Reproduce each of the following entries verbatim, with no change to wording or order.

## [Records]

## START

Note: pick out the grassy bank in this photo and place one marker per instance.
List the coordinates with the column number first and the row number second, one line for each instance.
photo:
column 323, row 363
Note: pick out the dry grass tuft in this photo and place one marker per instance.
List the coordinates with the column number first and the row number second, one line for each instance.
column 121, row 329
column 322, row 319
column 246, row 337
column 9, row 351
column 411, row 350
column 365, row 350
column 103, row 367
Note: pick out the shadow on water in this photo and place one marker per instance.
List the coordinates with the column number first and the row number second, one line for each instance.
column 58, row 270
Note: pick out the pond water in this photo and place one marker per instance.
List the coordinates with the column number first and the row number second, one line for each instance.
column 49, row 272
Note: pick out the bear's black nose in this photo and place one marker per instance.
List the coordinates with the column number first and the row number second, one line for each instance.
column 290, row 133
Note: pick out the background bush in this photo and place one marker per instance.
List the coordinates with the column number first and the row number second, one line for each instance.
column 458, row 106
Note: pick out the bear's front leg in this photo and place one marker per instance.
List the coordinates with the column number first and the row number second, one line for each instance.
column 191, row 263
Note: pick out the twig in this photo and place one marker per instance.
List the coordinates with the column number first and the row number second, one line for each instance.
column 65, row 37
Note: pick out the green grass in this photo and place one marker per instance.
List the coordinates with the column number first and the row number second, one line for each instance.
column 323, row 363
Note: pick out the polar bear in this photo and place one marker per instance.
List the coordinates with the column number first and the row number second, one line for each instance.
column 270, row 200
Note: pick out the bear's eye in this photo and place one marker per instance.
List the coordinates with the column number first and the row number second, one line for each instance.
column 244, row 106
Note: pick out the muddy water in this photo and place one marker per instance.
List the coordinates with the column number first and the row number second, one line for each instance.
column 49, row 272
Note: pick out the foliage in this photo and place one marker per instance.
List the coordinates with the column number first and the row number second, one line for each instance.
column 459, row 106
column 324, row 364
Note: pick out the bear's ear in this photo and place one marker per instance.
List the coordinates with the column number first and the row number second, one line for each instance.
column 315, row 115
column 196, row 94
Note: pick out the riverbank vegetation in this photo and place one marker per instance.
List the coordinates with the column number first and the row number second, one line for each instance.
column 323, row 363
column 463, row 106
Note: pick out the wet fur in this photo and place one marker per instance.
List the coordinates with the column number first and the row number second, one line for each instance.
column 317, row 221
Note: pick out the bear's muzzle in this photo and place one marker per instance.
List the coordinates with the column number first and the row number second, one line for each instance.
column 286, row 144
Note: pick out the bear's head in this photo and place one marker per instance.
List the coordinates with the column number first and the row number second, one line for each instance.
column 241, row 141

## END

## [Expected answer]
Note: pick out the grassy bank in this photo and place one marker per instance.
List the coordinates with the column number first and the row number second, one line for each instance.
photo:
column 323, row 363
Note: pick out the dry grass tuft in this photo and place one marker per instance.
List the coordinates with the column number first and the row number second, one line for each instance.
column 121, row 329
column 322, row 319
column 246, row 337
column 9, row 351
column 411, row 350
column 365, row 350
column 103, row 367
Note: pick out the shadow on water in this photo and place one marker per instance.
List the coordinates with the column number first and the row number second, one line for each instance.
column 58, row 270
Note: pick out the pond water in this photo and place one marker per instance.
List the coordinates with the column number first and the row number second, one line for each instance.
column 49, row 272
Note: pick out the bear's black nose in this photo and place one marker per instance.
List the coordinates with the column number first and the row number second, one line for each instance.
column 290, row 133
Note: pick out the background bush in this photo and place one marker per instance.
List the coordinates with the column number first and the row number second, one line for each instance.
column 458, row 106
Note: pick out the bear's front leg in this photo and place one marker per instance.
List the coordinates with the column number first and the row number second, one line for each instance.
column 191, row 263
Note: pick out the twig in this photo and place one marker per instance.
List the coordinates with the column number first and the row number second, one line for each instance.
column 65, row 37
Note: pick out the green grass in this photo and place one marker per instance.
List the coordinates with the column number first and the row number second, one line for each instance.
column 323, row 363
Note: pick out the polar bear in this photo and place one marker per instance.
List the coordinates with the column number first and the row number second, one line for each instance.
column 270, row 200
Note: pick out the bear's eye in this photo and place one marker per instance.
List the coordinates with the column number first and the row number second, one line for each instance.
column 244, row 106
Note: pick out the muddy water in this photo and place one marker per instance.
List the coordinates with the column number first and the row number second, one line for each instance.
column 49, row 272
Note: pick out the foliage in this photo and place one marker per instance.
List the coordinates with the column number first and the row number second, one line for each instance.
column 459, row 106
column 324, row 364
Note: pick out the bear's ear in this photo and place one marker per instance.
List the coordinates with the column number first and the row number second, one line for each instance.
column 315, row 115
column 196, row 94
Note: pick out the riverbank vegetation in this photo and place one marker per instance.
List the coordinates with the column number first and the row number second, one line for each instance.
column 323, row 363
column 463, row 106
Note: pick out the wet fur in this photo and place one marker per instance.
List the coordinates with the column number first and the row number second, one line for each instance.
column 317, row 221
Note: pick out the bear's muzzle in this photo and place one marker per instance.
List the coordinates with the column number first and the row number second, one line for each instance.
column 286, row 144
Note: pick out the bear's head in this photo and place one marker per instance.
List the coordinates with the column number first and the row number second, one line for each instance.
column 241, row 141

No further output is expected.